• [Exercise brief]: Each line below is to be copied exactly; images do not go into the copy.

• [Raw data]:
··········

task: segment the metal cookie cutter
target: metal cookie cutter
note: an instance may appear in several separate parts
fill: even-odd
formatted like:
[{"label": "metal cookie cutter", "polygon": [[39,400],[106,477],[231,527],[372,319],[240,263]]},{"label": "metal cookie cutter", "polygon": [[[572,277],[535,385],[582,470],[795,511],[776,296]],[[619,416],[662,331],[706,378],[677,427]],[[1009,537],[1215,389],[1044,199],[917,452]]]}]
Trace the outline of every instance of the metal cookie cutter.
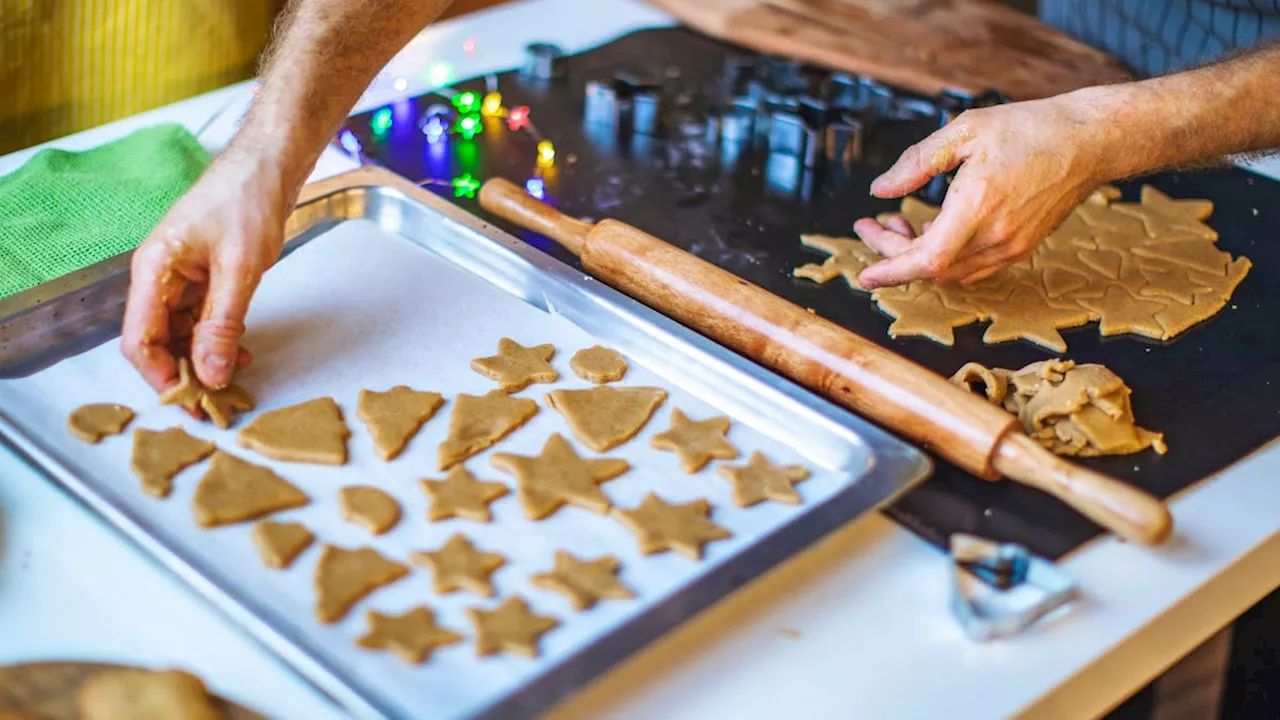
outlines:
[{"label": "metal cookie cutter", "polygon": [[1021,545],[951,536],[951,612],[978,642],[1016,635],[1076,598],[1075,581]]}]

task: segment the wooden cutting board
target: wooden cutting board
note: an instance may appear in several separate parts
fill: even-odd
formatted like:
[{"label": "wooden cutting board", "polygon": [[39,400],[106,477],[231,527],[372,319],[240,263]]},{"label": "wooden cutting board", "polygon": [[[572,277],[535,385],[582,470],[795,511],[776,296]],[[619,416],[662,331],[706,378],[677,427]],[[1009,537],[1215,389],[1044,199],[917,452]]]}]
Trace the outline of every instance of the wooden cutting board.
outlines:
[{"label": "wooden cutting board", "polygon": [[992,0],[649,0],[709,35],[924,94],[1014,100],[1130,79],[1117,60]]},{"label": "wooden cutting board", "polygon": [[[0,666],[0,718],[76,720],[76,691],[89,676],[118,665],[39,662]],[[234,703],[221,702],[227,720],[267,720]]]}]

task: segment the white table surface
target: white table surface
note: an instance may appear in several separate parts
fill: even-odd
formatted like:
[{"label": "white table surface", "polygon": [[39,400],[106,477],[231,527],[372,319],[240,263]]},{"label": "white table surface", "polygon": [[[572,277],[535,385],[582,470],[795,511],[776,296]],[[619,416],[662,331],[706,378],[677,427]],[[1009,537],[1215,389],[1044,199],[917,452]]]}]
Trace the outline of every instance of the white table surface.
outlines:
[{"label": "white table surface", "polygon": [[[518,65],[526,42],[570,51],[671,20],[635,0],[526,0],[425,31],[361,107],[431,62],[457,77]],[[462,49],[476,40],[469,55]],[[86,148],[163,121],[221,147],[243,83],[56,141]],[[536,112],[536,110],[535,110]],[[32,150],[0,158],[0,173]],[[351,167],[329,151],[315,177]],[[1263,169],[1264,172],[1267,169]],[[1273,174],[1273,172],[1267,172]],[[1206,440],[1211,441],[1211,440]],[[1176,449],[1175,449],[1176,451]],[[1280,450],[1269,447],[1172,502],[1175,538],[1112,538],[1062,561],[1085,600],[1013,639],[965,639],[947,610],[946,558],[873,515],[767,573],[562,702],[553,718],[1079,718],[1122,701],[1280,585]],[[0,447],[0,663],[181,666],[277,718],[343,713],[96,516]]]}]

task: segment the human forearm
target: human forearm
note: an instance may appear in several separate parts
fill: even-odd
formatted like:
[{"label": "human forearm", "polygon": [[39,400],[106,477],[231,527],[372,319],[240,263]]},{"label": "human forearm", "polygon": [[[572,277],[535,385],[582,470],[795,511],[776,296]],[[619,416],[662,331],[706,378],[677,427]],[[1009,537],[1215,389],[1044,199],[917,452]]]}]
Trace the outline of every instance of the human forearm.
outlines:
[{"label": "human forearm", "polygon": [[378,71],[452,0],[293,0],[232,143],[292,197]]},{"label": "human forearm", "polygon": [[1078,95],[1105,137],[1100,181],[1280,148],[1280,45]]}]

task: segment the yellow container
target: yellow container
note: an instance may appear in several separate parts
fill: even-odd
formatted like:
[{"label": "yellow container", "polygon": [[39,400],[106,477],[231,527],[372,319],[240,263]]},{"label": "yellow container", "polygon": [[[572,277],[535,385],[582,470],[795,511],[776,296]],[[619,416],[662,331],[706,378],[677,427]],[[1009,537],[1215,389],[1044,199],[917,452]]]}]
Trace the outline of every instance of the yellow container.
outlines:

··········

• [Exercise solution]:
task: segment the metal cookie cutter
target: metal cookie cutter
note: an instance may appear in several separate parts
fill: even-odd
formatted like:
[{"label": "metal cookie cutter", "polygon": [[39,400],[106,477],[231,527],[372,319],[240,263]]},{"label": "metal cookie cutter", "polygon": [[[572,277],[535,385],[582,470],[795,511],[776,296]],[[619,416],[662,331],[706,378],[677,427]],[[1009,537],[1215,389],[1044,199],[917,452]]]}]
Trace the outline of every instance of the metal cookie cutter.
outlines:
[{"label": "metal cookie cutter", "polygon": [[1021,545],[951,536],[951,612],[978,642],[1016,635],[1076,598],[1075,581]]}]

task: segment the wooden cutting board
target: wooden cutting board
note: an instance may appear in several separate parts
fill: even-odd
formatted like:
[{"label": "wooden cutting board", "polygon": [[39,400],[106,477],[231,527],[372,319],[240,263]]},{"label": "wooden cutting board", "polygon": [[[572,277],[535,385],[582,470],[795,511],[776,296]],[[619,416],[662,331],[706,378],[677,427]],[[1009,537],[1215,389],[1044,199],[917,452]]]}]
Trace the outline of every instance of the wooden cutting board.
outlines:
[{"label": "wooden cutting board", "polygon": [[992,0],[649,0],[709,35],[924,94],[1014,100],[1130,79],[1117,60]]},{"label": "wooden cutting board", "polygon": [[[0,666],[0,718],[76,720],[76,691],[89,676],[118,665],[39,662]],[[234,703],[221,702],[227,720],[267,720]]]}]

task: segment the white table surface
target: white table surface
note: an instance may appear in several separate parts
fill: even-odd
formatted like:
[{"label": "white table surface", "polygon": [[39,400],[106,477],[231,527],[372,319],[240,263]]},{"label": "white table surface", "polygon": [[[572,277],[535,385],[582,470],[795,511],[776,296]],[[619,416],[662,331],[706,378],[677,427]],[[1009,537],[1215,389],[1044,199],[917,452]]]}]
Trace the outline of every instance of the white table surface.
outlines:
[{"label": "white table surface", "polygon": [[[518,65],[526,42],[570,51],[671,20],[635,0],[526,0],[425,31],[361,107],[431,62],[457,77]],[[462,49],[476,40],[469,55]],[[86,148],[163,121],[221,147],[243,83],[56,141]],[[536,112],[536,110],[535,110]],[[32,150],[0,158],[0,173]],[[351,167],[329,151],[315,177]],[[1263,169],[1264,172],[1267,169]],[[1273,174],[1273,172],[1267,172]],[[1206,440],[1211,441],[1211,440]],[[1176,449],[1175,449],[1176,451]],[[1280,450],[1269,447],[1172,502],[1175,538],[1112,538],[1062,561],[1085,600],[1013,639],[965,639],[947,610],[946,558],[873,515],[767,573],[562,702],[553,718],[1079,718],[1122,701],[1280,585]],[[0,447],[0,663],[181,666],[277,718],[343,713],[96,516]]]}]

task: segment the human forearm
target: human forearm
note: an instance may appear in several separate parts
fill: even-odd
formatted like:
[{"label": "human forearm", "polygon": [[39,400],[106,477],[231,527],[372,319],[240,263]]},{"label": "human forearm", "polygon": [[[572,277],[535,385],[582,470],[795,511],[776,296]],[[619,416],[662,331],[706,378],[677,427]],[[1009,537],[1215,389],[1044,199],[917,452]]]}]
Trace the outline of every instance of the human forearm.
outlines:
[{"label": "human forearm", "polygon": [[378,71],[452,0],[293,0],[232,143],[292,197]]},{"label": "human forearm", "polygon": [[1078,95],[1105,137],[1100,181],[1280,148],[1280,45]]}]

task: segment the yellow container
target: yellow container
note: an instance may appear in several separate parts
fill: even-odd
formatted like:
[{"label": "yellow container", "polygon": [[39,400],[106,477],[231,527],[372,319],[240,263]]},{"label": "yellow container", "polygon": [[[572,277],[535,385],[582,470],[795,511],[776,296]],[[619,416],[662,331],[706,378],[677,427]],[[1009,537],[1215,389],[1044,199],[917,452]]]}]
Trace the outline of every instance of the yellow container.
outlines:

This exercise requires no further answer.